● **Records for the task**:
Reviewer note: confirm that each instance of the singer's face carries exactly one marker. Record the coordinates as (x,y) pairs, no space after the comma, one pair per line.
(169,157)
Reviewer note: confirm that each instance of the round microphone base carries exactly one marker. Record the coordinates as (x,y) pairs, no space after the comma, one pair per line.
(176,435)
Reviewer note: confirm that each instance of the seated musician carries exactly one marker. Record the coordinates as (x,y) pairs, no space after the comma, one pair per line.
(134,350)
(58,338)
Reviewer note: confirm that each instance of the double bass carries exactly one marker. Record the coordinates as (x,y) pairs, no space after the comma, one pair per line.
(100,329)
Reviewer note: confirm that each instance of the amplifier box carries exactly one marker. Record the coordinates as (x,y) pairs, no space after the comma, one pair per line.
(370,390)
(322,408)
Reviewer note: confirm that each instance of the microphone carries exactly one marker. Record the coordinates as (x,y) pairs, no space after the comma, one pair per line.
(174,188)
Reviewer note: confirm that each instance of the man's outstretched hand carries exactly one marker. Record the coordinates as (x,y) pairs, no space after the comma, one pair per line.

● **What you are asked to do**:
Please rewrite the listing from the line with "Reviewer note: confirm that each instance of the double" through the end of the listing, substituting "point" for "marker" and leaving everything else unchanged.

● **Exercise output**:
Reviewer note: confirm that each instance of the double bass carries exactly one point. Record the coordinates as (x,y) pairs, no space after the comma, one pair per line.
(100,329)
Reviewer note: confirm that each instance of the amplifier box carries exactly one point. Record the coordinates as (x,y) pairs, no space after the comma, one pair per line.
(370,390)
(322,408)
Reviewer note: confirm that each instance of the microphone carries exactly one point. Record the coordinates as (x,y) pairs, no space after the comma, one pair per line.
(174,188)
Reviewer note: confirm that each instance of the man's outstretched hand carries exactly one point. Record the coordinates as (x,y) pairs, no space after the comma, one pair per line.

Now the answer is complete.